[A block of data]
=======

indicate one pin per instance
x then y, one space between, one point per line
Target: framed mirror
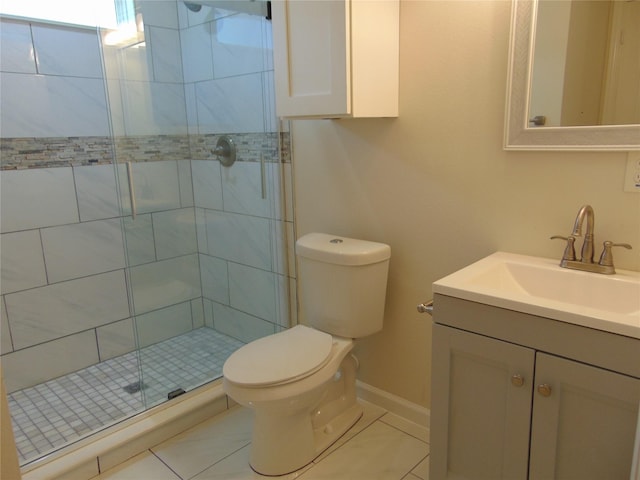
529 128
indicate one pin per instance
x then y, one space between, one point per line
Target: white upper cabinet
336 58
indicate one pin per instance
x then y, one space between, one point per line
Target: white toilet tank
343 283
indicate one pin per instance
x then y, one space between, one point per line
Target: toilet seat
280 358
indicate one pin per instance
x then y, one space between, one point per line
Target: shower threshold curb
114 445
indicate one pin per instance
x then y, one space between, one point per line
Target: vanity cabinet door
584 421
481 405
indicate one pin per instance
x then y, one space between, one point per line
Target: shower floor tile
51 415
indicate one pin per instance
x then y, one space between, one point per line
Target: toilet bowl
300 383
303 395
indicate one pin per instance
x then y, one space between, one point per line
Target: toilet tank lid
341 250
278 358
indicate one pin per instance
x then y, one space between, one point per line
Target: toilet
300 383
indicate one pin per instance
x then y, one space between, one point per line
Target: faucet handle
569 250
606 259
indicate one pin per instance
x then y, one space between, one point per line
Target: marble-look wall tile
201 230
240 325
168 282
197 313
186 184
97 192
197 57
156 186
37 198
232 104
115 339
159 14
159 325
253 291
153 108
52 106
31 366
139 240
191 108
65 51
207 184
82 249
130 64
22 261
208 312
239 238
242 189
175 233
238 45
46 313
16 48
215 279
165 54
6 345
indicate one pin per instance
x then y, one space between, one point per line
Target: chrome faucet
605 264
587 243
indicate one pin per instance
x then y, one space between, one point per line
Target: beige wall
436 185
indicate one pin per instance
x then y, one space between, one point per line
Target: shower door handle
132 195
263 177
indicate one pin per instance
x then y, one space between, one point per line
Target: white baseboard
394 404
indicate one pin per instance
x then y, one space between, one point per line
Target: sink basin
539 286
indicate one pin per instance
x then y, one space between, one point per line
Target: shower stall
135 257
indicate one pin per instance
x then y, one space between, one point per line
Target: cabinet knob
517 380
544 389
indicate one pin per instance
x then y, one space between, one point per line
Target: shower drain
134 387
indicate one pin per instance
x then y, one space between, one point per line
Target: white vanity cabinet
516 396
336 58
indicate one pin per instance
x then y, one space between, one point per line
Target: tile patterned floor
60 411
380 446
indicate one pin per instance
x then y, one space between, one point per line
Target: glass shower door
206 245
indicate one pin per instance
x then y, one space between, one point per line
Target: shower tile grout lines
50 415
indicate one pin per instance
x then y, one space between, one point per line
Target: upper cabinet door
336 58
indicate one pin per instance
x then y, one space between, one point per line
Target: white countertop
539 286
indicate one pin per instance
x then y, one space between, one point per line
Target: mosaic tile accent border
31 152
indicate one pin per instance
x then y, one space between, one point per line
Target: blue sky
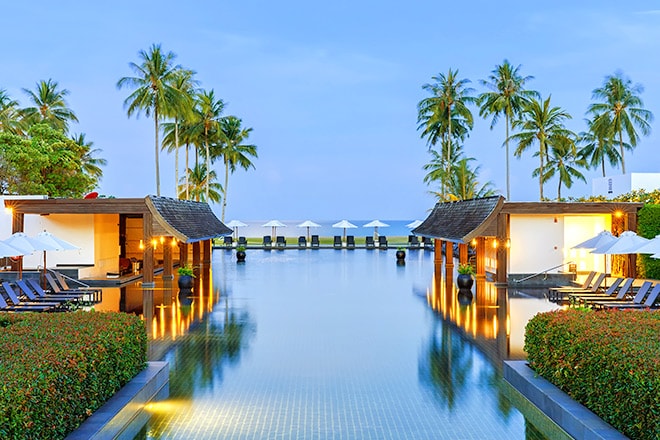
329 88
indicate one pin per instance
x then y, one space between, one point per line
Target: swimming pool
334 344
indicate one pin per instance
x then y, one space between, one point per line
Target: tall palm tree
203 186
49 106
598 147
234 152
619 111
445 114
10 116
90 165
540 123
507 96
563 159
153 88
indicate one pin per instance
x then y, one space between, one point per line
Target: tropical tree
201 183
565 160
10 117
540 123
235 153
508 97
154 92
50 106
620 111
598 147
445 114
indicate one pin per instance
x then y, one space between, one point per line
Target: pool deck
571 416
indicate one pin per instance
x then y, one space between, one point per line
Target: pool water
333 344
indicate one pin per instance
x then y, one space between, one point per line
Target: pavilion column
167 259
148 251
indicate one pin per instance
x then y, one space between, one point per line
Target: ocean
254 229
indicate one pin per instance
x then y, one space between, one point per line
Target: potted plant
240 254
464 279
186 275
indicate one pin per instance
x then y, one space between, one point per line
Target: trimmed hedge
609 361
58 368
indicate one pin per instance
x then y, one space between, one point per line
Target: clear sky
329 88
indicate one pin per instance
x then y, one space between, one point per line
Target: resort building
520 241
116 236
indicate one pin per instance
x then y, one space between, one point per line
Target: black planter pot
464 281
185 282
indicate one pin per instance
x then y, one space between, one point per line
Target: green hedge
58 368
607 360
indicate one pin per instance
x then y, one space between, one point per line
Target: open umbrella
235 224
274 224
308 224
344 224
376 224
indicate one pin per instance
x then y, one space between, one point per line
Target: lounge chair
649 303
636 301
382 242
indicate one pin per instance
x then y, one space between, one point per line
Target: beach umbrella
344 224
308 224
375 224
274 224
235 224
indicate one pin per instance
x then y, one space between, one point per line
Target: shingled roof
463 220
186 220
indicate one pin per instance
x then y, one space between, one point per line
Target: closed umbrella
308 224
274 224
344 224
376 224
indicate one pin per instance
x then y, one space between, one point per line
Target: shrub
58 368
607 360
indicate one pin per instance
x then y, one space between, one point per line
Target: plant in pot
464 279
240 254
186 275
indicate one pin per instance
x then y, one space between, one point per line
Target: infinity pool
333 344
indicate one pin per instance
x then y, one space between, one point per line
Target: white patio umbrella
344 224
235 224
308 224
274 224
375 224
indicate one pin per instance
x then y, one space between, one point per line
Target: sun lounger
638 300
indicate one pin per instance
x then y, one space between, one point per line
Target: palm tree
90 164
620 110
543 124
565 159
153 90
10 117
598 147
445 114
233 151
49 106
202 186
507 96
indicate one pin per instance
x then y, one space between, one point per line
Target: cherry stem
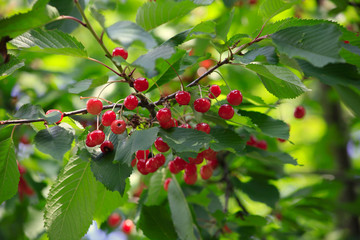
182 84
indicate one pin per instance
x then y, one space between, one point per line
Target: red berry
131 102
182 97
173 168
226 111
55 110
114 220
163 115
107 146
166 183
118 126
262 144
190 179
234 97
160 145
127 226
94 106
141 84
202 105
206 172
215 91
299 112
108 117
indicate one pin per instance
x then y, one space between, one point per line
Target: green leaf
9 173
87 84
180 212
22 22
153 14
139 140
52 42
307 42
279 81
71 202
155 222
269 126
271 8
350 97
55 141
112 175
8 68
185 140
126 32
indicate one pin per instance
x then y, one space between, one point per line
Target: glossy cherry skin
299 112
108 117
234 97
141 84
94 106
131 102
118 126
182 97
55 110
226 111
120 52
202 105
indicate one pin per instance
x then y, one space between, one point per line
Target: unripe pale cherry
108 117
94 106
131 102
141 84
182 97
202 105
234 97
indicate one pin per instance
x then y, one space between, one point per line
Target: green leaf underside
112 175
271 8
55 141
185 140
9 173
139 140
279 81
180 212
155 222
87 84
52 42
22 22
308 42
71 202
126 32
269 126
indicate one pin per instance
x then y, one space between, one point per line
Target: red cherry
182 97
127 226
204 127
160 145
226 111
234 97
173 168
131 102
206 172
163 115
108 117
114 220
107 146
94 106
299 112
215 91
166 183
190 179
55 110
202 105
120 52
118 126
141 84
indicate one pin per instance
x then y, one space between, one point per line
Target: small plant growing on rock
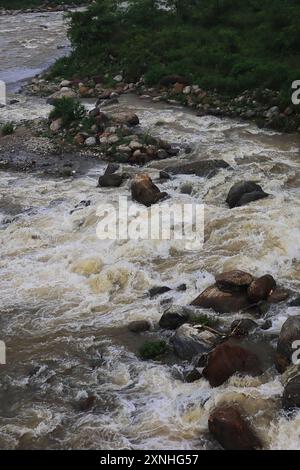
68 109
153 349
7 128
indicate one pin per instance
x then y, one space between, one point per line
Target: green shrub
228 45
153 349
7 128
68 109
202 319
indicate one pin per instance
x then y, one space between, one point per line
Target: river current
66 296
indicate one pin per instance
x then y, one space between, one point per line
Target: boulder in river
173 317
222 302
290 333
227 359
278 295
189 342
261 288
242 326
244 192
291 394
233 281
202 168
139 326
231 430
129 119
295 302
110 180
158 290
144 191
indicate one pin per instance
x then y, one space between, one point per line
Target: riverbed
67 297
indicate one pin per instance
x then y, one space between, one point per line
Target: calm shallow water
66 297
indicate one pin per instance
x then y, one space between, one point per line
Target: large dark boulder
173 317
291 394
222 302
188 342
231 430
227 359
290 332
261 288
233 281
110 181
139 326
158 290
202 168
244 192
144 191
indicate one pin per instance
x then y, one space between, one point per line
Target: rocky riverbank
263 107
43 8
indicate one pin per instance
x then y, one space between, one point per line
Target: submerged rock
139 326
202 168
242 326
188 342
233 281
261 288
291 394
278 295
110 181
244 192
129 119
192 376
144 191
290 332
231 430
158 290
173 317
222 302
227 359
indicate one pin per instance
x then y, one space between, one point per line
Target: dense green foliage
68 109
20 4
230 45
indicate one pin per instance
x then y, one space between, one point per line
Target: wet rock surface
228 426
144 191
227 359
290 332
244 192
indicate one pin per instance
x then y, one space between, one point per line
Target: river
66 296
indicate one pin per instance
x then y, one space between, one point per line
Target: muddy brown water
66 296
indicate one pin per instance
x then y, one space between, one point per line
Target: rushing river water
66 296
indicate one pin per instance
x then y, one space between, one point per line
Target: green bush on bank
69 110
24 4
218 44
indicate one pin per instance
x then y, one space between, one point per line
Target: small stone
158 290
193 376
65 83
118 78
90 141
56 125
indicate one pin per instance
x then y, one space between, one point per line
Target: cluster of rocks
115 135
44 8
262 106
218 354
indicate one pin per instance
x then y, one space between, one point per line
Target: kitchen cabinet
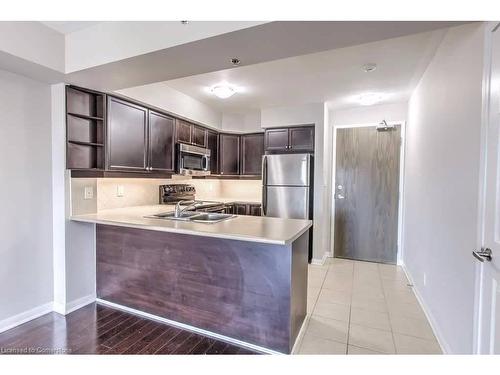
301 139
161 142
242 208
191 134
127 136
252 149
276 139
183 131
229 154
291 139
213 146
199 136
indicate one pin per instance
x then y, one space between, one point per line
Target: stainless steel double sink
196 217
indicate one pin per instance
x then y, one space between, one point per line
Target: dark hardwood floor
96 329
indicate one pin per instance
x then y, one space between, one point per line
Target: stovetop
174 193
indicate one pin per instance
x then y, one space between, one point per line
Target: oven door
193 160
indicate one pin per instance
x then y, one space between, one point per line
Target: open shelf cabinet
85 128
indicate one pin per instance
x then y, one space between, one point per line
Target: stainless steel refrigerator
287 190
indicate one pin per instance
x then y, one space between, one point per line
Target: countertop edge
192 232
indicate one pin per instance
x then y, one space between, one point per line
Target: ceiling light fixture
370 98
223 91
368 68
235 61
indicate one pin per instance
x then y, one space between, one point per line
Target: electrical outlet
89 192
120 190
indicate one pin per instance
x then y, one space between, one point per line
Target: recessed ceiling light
368 68
235 61
223 91
370 98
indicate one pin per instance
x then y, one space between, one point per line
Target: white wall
247 122
34 42
162 96
317 114
441 185
25 196
370 114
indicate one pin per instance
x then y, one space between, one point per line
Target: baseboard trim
430 318
25 316
187 327
320 262
302 331
73 305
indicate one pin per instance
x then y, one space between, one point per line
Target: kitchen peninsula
243 279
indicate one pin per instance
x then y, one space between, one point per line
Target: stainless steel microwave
193 160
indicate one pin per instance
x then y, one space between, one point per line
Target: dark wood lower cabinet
239 208
250 291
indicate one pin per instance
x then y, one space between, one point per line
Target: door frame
481 214
402 163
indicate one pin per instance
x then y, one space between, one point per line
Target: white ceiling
333 76
253 45
66 27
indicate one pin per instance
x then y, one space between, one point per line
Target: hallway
364 308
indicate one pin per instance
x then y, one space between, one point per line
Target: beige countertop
230 200
244 228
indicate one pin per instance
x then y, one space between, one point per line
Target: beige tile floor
363 308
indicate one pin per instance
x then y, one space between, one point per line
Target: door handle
483 254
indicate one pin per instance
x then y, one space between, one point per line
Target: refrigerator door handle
264 185
264 200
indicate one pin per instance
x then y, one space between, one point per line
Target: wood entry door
367 194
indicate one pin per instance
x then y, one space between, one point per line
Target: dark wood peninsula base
254 292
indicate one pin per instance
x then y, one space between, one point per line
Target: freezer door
289 170
288 202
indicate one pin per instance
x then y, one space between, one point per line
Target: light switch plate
89 192
120 190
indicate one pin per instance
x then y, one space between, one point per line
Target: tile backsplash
142 191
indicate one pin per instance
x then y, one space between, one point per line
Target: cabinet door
252 149
229 154
301 139
161 142
127 135
276 139
213 145
183 131
198 136
254 209
240 209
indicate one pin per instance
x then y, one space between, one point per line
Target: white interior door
488 287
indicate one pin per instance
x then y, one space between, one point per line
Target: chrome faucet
178 211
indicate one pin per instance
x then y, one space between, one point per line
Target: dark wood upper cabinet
252 149
229 154
213 145
161 142
292 139
276 139
301 139
183 131
127 143
85 124
199 136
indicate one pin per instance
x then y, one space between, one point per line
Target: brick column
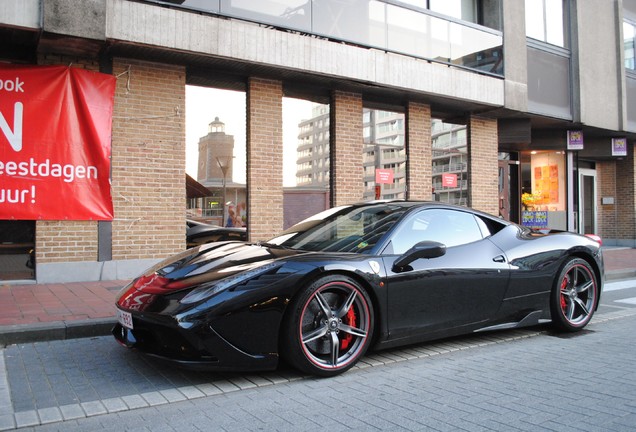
419 152
347 171
483 168
264 158
626 197
148 160
607 214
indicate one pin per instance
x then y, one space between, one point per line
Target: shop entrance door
504 189
587 201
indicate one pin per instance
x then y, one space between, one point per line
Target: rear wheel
328 327
574 296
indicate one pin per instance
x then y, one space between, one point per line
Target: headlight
208 290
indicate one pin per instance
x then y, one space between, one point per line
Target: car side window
449 227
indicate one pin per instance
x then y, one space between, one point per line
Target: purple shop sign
619 146
532 219
575 140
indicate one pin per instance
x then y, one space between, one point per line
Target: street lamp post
224 167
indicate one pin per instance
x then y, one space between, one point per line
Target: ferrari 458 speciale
369 275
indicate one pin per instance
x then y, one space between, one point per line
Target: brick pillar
626 197
347 171
419 152
483 168
606 177
148 160
264 158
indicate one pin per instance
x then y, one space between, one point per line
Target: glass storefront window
215 154
384 155
629 31
450 163
545 21
306 159
543 198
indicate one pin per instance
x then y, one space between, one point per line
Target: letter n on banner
55 143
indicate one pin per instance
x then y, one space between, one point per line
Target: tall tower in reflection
216 151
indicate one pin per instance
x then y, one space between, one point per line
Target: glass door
587 201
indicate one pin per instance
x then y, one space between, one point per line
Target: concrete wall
189 32
515 57
22 13
599 63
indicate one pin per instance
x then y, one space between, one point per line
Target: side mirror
425 249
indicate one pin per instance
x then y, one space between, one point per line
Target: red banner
55 135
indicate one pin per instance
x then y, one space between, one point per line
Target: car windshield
342 229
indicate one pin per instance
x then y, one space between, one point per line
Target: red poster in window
55 136
449 180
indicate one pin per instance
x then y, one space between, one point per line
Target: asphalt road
527 380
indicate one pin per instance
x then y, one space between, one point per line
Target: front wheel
574 296
328 327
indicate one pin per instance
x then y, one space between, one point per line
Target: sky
203 104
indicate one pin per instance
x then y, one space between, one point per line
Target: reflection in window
544 21
215 154
450 163
305 159
629 30
384 155
465 10
449 227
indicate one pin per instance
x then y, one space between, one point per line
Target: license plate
124 318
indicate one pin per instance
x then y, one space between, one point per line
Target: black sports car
376 274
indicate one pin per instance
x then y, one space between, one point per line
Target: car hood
207 263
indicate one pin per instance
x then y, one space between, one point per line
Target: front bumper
198 348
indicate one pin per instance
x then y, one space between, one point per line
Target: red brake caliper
564 285
350 320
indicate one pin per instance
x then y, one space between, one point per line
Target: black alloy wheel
574 296
329 326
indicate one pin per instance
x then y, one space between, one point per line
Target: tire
328 326
574 296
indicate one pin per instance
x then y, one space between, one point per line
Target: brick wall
264 158
62 241
148 160
419 151
347 169
626 195
606 187
482 164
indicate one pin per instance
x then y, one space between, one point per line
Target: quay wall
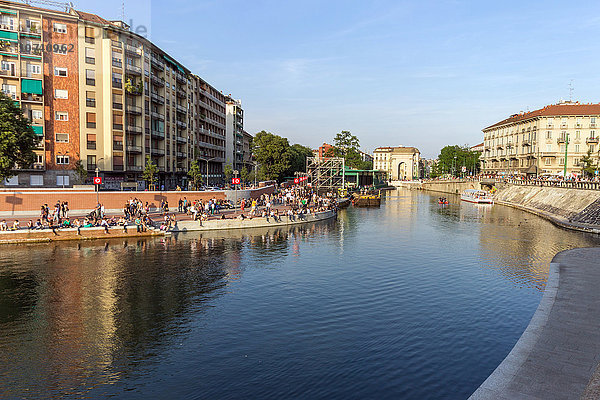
28 202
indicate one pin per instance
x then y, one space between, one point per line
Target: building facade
399 163
234 132
108 99
542 141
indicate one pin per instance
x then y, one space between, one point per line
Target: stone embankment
571 208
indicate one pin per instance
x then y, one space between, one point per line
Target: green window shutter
31 86
12 36
39 130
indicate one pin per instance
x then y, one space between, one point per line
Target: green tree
195 175
149 174
80 171
452 158
271 152
588 166
228 172
297 155
17 139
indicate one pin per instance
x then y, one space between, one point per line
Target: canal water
412 300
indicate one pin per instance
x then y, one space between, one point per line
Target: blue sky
416 73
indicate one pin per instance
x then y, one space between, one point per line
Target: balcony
155 62
135 51
157 134
133 130
133 109
156 115
133 69
134 149
158 81
157 98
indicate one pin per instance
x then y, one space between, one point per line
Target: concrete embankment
558 354
257 222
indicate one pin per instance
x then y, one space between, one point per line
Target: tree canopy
17 138
452 158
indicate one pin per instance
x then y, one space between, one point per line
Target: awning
31 86
38 130
12 36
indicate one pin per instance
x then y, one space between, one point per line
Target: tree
588 167
452 158
228 172
195 175
297 155
80 171
271 152
17 138
150 172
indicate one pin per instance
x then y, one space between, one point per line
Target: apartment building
399 163
101 95
234 152
542 141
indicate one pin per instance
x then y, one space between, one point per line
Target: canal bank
557 356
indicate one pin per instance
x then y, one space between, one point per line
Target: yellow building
536 142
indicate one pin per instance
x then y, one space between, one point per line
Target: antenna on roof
571 91
56 4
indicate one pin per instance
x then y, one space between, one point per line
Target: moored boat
477 196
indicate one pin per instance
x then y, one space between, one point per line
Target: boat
366 200
477 196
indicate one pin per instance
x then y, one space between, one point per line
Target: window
62 180
62 138
90 55
37 114
90 77
90 99
90 119
33 69
59 71
36 180
61 94
60 28
61 116
9 90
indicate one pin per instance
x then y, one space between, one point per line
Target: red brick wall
70 83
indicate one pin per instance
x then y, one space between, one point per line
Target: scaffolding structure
326 173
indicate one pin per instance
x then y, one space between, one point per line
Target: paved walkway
558 354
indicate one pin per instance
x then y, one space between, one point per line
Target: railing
547 183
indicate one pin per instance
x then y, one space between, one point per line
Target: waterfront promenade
558 354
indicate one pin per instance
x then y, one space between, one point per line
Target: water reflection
369 305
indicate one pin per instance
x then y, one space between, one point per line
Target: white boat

=======

Select every line in the items above that contains the word "palm", and copy each one out. Case counts.

Target: tall palm tree
Target: palm tree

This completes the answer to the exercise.